▸ What you have to do:
Gather every line of the material below that contains the word "apartment" and copy each such line in full.

▸ The input:
***

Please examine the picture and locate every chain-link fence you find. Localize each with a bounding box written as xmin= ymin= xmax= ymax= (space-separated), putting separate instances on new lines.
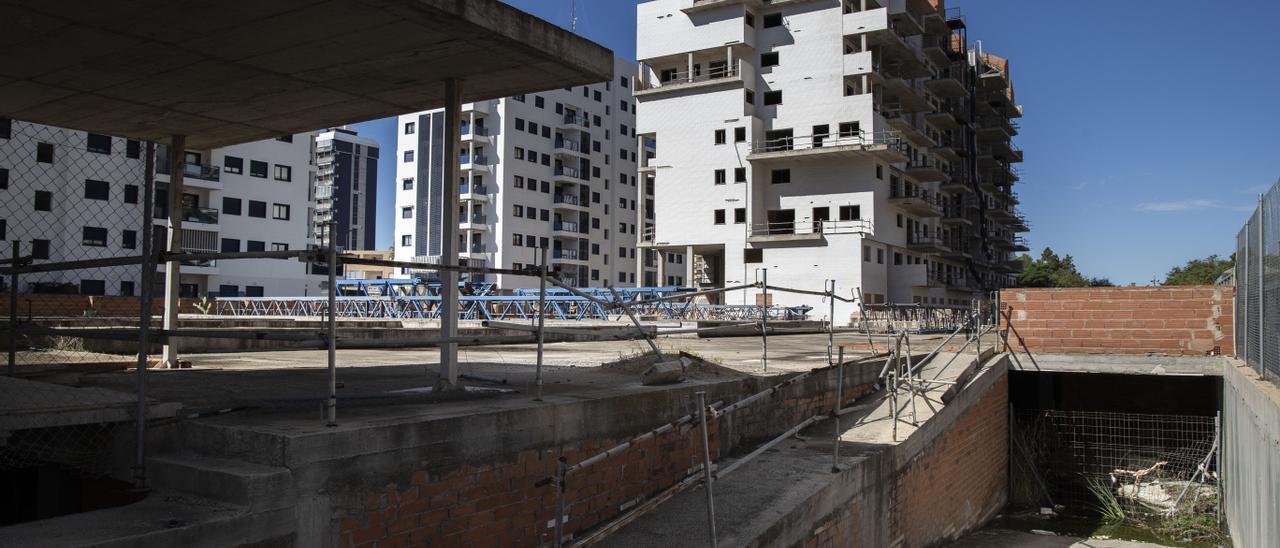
xmin=1235 ymin=183 xmax=1280 ymax=382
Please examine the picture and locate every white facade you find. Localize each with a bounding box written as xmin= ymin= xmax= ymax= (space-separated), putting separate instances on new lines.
xmin=635 ymin=0 xmax=1020 ymax=324
xmin=0 ymin=120 xmax=320 ymax=297
xmin=394 ymin=60 xmax=686 ymax=291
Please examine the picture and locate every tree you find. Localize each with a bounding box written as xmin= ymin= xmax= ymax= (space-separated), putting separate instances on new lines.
xmin=1018 ymin=247 xmax=1095 ymax=287
xmin=1164 ymin=254 xmax=1235 ymax=286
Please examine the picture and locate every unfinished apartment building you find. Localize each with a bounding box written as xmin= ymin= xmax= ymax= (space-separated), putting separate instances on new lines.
xmin=635 ymin=0 xmax=1027 ymax=323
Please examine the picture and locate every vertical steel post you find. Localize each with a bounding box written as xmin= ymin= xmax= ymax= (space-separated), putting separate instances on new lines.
xmin=698 ymin=391 xmax=716 ymax=548
xmin=324 ymin=220 xmax=338 ymax=426
xmin=160 ymin=136 xmax=187 ymax=369
xmin=552 ymin=457 xmax=568 ymax=548
xmin=831 ymin=347 xmax=845 ymax=474
xmin=760 ymin=269 xmax=769 ymax=373
xmin=9 ymin=239 xmax=22 ymax=376
xmin=436 ymin=78 xmax=462 ymax=391
xmin=133 ymin=142 xmax=158 ymax=489
xmin=534 ymin=247 xmax=547 ymax=402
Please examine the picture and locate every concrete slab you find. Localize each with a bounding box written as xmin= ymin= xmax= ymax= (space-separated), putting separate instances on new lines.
xmin=0 ymin=0 xmax=613 ymax=149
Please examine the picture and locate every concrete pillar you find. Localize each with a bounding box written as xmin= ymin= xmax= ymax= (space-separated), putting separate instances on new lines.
xmin=160 ymin=136 xmax=187 ymax=369
xmin=436 ymin=78 xmax=462 ymax=391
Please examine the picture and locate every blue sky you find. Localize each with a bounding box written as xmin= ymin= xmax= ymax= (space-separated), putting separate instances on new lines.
xmin=357 ymin=0 xmax=1280 ymax=284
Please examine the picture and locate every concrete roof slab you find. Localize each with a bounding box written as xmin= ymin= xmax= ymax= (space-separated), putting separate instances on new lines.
xmin=0 ymin=0 xmax=613 ymax=149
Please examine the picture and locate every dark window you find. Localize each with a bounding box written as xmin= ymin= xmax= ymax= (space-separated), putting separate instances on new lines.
xmin=81 ymin=227 xmax=106 ymax=247
xmin=81 ymin=279 xmax=106 ymax=294
xmin=31 ymin=239 xmax=49 ymax=259
xmin=36 ymin=191 xmax=54 ymax=211
xmin=84 ymin=133 xmax=111 ymax=154
xmin=248 ymin=160 xmax=266 ymax=179
xmin=84 ymin=179 xmax=111 ymax=200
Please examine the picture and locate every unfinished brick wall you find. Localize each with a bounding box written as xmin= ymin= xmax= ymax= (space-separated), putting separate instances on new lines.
xmin=804 ymin=375 xmax=1009 ymax=548
xmin=338 ymin=364 xmax=879 ymax=548
xmin=1000 ymin=286 xmax=1235 ymax=356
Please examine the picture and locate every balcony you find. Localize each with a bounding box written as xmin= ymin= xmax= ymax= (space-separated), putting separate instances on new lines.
xmin=746 ymin=131 xmax=906 ymax=163
xmin=888 ymin=182 xmax=942 ymax=216
xmin=458 ymin=183 xmax=489 ymax=204
xmin=632 ymin=59 xmax=755 ymax=97
xmin=906 ymin=233 xmax=951 ymax=254
xmin=458 ymin=215 xmax=489 ymax=232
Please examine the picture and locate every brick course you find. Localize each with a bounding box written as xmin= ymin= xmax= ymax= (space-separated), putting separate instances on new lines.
xmin=1000 ymin=286 xmax=1235 ymax=356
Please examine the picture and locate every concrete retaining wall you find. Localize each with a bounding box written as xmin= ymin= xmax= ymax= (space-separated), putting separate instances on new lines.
xmin=1220 ymin=360 xmax=1280 ymax=547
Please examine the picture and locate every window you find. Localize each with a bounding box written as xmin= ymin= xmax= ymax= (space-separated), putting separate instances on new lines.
xmin=248 ymin=160 xmax=266 ymax=179
xmin=81 ymin=279 xmax=106 ymax=294
xmin=223 ymin=196 xmax=241 ymax=215
xmin=36 ymin=142 xmax=54 ymax=164
xmin=36 ymin=191 xmax=54 ymax=211
xmin=840 ymin=122 xmax=859 ymax=137
xmin=84 ymin=133 xmax=111 ymax=154
xmin=31 ymin=239 xmax=49 ymax=260
xmin=81 ymin=227 xmax=106 ymax=247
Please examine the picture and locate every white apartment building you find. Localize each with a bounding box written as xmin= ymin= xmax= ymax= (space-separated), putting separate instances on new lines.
xmin=311 ymin=128 xmax=379 ymax=251
xmin=0 ymin=120 xmax=320 ymax=297
xmin=635 ymin=0 xmax=1025 ymax=323
xmin=394 ymin=60 xmax=684 ymax=291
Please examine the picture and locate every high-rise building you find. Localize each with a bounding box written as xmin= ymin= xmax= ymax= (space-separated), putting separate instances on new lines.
xmin=635 ymin=0 xmax=1027 ymax=323
xmin=394 ymin=60 xmax=680 ymax=289
xmin=0 ymin=120 xmax=320 ymax=297
xmin=311 ymin=128 xmax=379 ymax=250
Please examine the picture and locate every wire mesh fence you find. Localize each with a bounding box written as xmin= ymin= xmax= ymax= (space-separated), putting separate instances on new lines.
xmin=1235 ymin=183 xmax=1280 ymax=382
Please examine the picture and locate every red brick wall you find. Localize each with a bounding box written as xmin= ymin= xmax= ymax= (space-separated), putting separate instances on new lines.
xmin=1000 ymin=286 xmax=1235 ymax=356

***

▸ Output of the task:
Please examine the picture and locate every unfinished apartment building you find. Localize each with a bounding box written as xmin= ymin= xmax= ymax= (space-separated), putting separate instances on new lines.
Please examine the picture and locate every white apartment building you find. Localize each with a bounding box written as xmin= ymin= xmax= ymax= (space-separated), putting separate instances on new lines.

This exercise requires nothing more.